Location annotation dataset excerpts
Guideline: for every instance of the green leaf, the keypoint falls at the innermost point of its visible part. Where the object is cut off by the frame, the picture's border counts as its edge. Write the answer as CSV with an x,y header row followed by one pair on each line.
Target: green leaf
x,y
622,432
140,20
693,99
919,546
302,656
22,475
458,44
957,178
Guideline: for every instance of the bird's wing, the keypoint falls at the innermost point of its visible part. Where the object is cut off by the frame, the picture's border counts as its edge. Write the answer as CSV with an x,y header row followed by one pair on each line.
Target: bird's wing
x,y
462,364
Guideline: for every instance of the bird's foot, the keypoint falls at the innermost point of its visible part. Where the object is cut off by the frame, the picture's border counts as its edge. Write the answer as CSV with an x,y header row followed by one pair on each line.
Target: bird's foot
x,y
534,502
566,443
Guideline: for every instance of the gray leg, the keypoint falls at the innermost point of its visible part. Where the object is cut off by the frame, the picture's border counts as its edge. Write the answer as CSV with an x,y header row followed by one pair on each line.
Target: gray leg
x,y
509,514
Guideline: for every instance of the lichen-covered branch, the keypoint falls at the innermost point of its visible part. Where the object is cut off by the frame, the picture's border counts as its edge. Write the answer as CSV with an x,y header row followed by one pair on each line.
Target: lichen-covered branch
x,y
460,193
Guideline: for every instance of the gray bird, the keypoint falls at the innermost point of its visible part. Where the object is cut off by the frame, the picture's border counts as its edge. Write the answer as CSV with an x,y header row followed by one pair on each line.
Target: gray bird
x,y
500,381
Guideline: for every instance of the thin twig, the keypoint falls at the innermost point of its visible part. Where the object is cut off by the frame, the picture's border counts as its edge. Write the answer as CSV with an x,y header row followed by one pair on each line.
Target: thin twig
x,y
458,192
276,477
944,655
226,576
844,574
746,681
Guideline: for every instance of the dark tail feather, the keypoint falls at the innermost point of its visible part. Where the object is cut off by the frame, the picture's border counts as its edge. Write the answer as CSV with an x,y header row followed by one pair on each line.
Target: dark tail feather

◆ **EXERCISE GOAL**
Extract every record and return it verbatim.

◆ **TASK RESPONSE**
Guideline: for every instance of the green leaf, the keypoint falls at the innermost point of its visible part. Where the object is cut off by the frame, the picture's border counts as its edge. Write the answer as CSV with an x,y header row followed by one pair on each line.
Target: green leaf
x,y
622,432
140,20
693,99
919,546
302,656
22,475
458,44
957,178
Guideline: for every instance of the bird's wing, the keypoint falls at the innermost point of its visible part. Where the object is cut off by the frame, the picture's border counts as its edge. Write the answer as CSV with an x,y header row followed by one pair on each line.
Target: bird's wing
x,y
462,364
Guideline: for every instance of the bird's foot, the keypoint falls at the innermost point of its visible part. Where the object is cut off by the frame, the picture's border counts as its edge. Write the answer as CSV with an x,y header row followed by one pair on each line.
Target: bird's foot
x,y
534,502
566,443
Guideline: for every instance of the gray leg, the keypoint falls at the innermost point of its visible part. Where the object is cut off by the frame, the picture's border counts as its edge. Write the answer as CSV with an x,y header row followed by one pair on each line.
Target: gray leg
x,y
509,514
Guideline: for every instance of the lichen-covered branch, the keypoint falls at the innermost point of its visible part. Where the object is cut off by the frame, the picture's border counts as its edge. Write the answer as CSV with an x,y header row followed by one pair on each line.
Target: lichen-covered branch
x,y
460,193
Guideline: for every instance of the gray bird, the keypoint falls at the innermost point of its visible part. Where the object is cut off by the frame, the picture's border counts as its edge. Write the answer as CSV with an x,y header row followed by one pair on each line.
Target: gray bird
x,y
500,381
Guideline: for every instance of the thin twig, the keypoint falls at the innermost point of its visible part. Where the object is cut off by the frame, the picture's border counts as its edge. Write the answer as CSV with an x,y header row followed by one pair on each line.
Target: thin twig
x,y
458,192
276,477
944,655
226,576
844,574
746,681
Guideline: for every instance of the dark tail feather, the keypoint falls at the innermost point of its visible part. Where the object is cut off by the frame, the picture's border counts as its edge. Write the answer as CSV with an x,y header row followed by one pair on each line.
Target: dark tail feather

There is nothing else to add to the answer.